/---

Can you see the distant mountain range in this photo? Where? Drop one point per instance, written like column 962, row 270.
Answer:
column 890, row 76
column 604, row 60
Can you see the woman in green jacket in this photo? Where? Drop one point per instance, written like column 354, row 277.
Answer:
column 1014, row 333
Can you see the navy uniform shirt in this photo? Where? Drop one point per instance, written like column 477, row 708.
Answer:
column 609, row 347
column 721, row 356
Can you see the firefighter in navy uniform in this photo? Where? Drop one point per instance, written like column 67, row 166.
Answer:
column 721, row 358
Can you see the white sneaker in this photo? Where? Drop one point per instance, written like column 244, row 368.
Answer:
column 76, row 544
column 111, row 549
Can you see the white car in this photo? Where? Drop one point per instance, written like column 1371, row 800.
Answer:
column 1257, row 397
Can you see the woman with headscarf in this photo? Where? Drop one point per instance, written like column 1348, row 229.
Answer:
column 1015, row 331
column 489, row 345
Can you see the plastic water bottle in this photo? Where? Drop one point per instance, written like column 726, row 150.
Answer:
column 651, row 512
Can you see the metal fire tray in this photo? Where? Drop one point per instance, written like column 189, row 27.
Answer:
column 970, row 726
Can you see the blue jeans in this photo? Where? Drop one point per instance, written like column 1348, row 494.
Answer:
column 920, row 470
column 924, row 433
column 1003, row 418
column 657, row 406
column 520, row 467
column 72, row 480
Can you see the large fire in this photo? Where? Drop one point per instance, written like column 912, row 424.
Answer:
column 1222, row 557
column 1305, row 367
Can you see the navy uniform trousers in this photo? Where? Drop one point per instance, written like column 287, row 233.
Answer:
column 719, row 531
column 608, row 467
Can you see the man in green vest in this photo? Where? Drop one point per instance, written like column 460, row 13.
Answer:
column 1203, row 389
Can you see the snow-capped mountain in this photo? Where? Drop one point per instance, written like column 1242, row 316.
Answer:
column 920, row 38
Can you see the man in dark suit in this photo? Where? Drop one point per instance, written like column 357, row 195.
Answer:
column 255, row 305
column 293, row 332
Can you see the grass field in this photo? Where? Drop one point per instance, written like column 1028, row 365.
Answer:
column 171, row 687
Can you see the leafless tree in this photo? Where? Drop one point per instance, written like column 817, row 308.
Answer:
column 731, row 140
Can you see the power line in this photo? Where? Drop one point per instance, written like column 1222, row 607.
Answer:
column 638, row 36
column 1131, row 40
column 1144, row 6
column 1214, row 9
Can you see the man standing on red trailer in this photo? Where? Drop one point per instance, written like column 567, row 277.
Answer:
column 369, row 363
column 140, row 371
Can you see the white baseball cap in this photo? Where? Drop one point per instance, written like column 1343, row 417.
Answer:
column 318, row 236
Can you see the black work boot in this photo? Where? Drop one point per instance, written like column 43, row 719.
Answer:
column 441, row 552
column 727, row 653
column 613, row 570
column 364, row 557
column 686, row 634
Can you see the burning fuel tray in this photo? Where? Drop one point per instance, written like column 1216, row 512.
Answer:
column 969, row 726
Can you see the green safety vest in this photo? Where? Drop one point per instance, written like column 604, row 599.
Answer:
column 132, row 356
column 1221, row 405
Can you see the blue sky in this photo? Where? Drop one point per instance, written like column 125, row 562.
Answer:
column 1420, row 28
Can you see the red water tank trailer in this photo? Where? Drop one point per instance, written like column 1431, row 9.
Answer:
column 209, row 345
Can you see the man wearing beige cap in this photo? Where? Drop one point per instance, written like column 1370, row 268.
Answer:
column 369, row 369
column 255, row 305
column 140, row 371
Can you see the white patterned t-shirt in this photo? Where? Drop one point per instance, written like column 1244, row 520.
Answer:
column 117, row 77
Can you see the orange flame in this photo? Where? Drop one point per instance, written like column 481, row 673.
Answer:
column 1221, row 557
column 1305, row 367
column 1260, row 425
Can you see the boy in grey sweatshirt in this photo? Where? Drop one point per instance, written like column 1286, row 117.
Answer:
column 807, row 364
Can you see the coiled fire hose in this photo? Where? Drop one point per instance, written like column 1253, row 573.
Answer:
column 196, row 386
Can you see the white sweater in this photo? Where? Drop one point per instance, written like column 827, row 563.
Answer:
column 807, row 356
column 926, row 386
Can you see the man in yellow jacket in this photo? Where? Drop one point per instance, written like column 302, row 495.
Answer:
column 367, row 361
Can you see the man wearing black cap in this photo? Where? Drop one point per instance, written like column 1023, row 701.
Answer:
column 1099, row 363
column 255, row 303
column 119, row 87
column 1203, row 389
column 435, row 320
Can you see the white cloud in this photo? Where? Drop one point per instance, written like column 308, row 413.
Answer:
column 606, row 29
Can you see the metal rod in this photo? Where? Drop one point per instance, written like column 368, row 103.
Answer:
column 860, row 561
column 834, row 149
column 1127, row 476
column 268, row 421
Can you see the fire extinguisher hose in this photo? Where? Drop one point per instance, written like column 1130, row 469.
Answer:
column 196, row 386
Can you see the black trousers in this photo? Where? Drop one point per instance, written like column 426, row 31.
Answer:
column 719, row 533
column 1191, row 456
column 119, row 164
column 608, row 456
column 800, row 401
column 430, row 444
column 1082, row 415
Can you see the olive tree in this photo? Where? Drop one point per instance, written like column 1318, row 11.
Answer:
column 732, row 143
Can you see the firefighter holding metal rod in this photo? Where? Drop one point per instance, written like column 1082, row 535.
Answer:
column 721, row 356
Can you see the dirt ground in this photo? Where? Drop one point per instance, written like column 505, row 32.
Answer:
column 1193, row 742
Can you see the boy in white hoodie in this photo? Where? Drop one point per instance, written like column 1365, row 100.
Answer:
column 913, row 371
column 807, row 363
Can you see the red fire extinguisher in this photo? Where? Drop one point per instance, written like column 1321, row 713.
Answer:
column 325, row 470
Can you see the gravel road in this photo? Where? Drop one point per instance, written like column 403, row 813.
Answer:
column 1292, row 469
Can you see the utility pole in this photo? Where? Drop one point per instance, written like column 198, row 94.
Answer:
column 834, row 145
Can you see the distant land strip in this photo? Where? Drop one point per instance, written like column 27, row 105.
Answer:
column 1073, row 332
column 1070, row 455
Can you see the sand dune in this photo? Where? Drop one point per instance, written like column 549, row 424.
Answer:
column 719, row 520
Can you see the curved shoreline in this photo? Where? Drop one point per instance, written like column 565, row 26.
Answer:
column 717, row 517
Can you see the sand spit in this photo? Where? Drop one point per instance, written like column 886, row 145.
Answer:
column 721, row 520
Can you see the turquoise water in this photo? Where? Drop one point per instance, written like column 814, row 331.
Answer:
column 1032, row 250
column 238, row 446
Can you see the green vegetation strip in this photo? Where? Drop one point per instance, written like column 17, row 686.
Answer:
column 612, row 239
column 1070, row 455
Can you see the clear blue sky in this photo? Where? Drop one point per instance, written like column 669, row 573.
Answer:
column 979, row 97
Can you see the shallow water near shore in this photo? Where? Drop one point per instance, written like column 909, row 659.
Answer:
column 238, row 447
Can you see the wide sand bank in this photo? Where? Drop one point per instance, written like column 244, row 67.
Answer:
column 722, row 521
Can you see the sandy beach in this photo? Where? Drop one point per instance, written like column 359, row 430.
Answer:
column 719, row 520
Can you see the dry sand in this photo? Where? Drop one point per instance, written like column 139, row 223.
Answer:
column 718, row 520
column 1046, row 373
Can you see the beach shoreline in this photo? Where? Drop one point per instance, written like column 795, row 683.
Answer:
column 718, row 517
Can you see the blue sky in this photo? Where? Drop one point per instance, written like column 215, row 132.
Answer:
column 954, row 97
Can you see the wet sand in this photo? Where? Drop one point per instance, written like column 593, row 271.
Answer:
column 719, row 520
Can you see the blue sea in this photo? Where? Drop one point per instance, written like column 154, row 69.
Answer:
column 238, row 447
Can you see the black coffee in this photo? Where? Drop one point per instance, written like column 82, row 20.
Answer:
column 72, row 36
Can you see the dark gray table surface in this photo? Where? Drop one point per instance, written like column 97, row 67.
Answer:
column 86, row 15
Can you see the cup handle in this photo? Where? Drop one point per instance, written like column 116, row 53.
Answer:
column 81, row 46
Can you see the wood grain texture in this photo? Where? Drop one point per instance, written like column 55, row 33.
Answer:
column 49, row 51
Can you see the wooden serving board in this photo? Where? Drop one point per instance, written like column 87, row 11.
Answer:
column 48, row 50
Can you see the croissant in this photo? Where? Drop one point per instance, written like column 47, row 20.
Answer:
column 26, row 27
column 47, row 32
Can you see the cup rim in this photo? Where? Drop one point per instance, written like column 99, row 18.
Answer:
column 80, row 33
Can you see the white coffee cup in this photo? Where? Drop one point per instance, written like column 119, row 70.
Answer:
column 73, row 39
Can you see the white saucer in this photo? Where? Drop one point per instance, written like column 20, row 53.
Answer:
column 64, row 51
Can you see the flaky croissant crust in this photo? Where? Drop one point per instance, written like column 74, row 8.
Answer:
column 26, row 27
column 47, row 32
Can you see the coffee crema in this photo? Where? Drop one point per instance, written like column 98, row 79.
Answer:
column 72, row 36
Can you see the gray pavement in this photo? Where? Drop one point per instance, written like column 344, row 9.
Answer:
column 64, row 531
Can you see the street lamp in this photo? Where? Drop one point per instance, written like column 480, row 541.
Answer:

\---

WRITTEN EXERCISE: Return the lines of the records starting at the line that contains "Can you see the plastic" and stopping after the line that contains "column 731, row 140", copied unchanged.

TASK RESPONSE:
Can you see the plastic water bottle in this photo? Where? Drop one point per instance, written like column 726, row 150.
Answer:
column 651, row 512
Can you see the metal fire tray in this photo? Where? Drop one point per instance, written like column 189, row 27.
Answer:
column 970, row 726
Can you see the blue jeans in this photo? Where? Drop one point per instance, written like column 1348, row 494.
Answer:
column 920, row 470
column 924, row 433
column 1003, row 418
column 657, row 406
column 520, row 467
column 72, row 480
Can you see the large fire in this photo? Where? Drop one point per instance, written like column 912, row 424.
Answer:
column 1222, row 557
column 1305, row 367
Can you see the navy uniform trousers in this photo? Where? Drop one point per instance, written like column 287, row 233.
Answer:
column 719, row 531
column 608, row 467
Can you see the man in green vest in this photo? Where? Drop one point per instance, written like column 460, row 13.
Answer:
column 1203, row 389
Can you see the snow-capped mountain in this photo? Where? Drop one point per instance, written like column 1242, row 316.
Answer:
column 920, row 38
Can you see the man in dark suit in this photo? Where? Drop one point per instance, written like column 357, row 195.
Answer:
column 255, row 305
column 293, row 332
Can you see the grass field in this photo? Where? Drop one point per instance, written like column 1028, row 365.
Answer:
column 171, row 687
Can you see the leafless tree in this photo? Where? Drop one point per instance, written like column 817, row 308.
Answer:
column 731, row 140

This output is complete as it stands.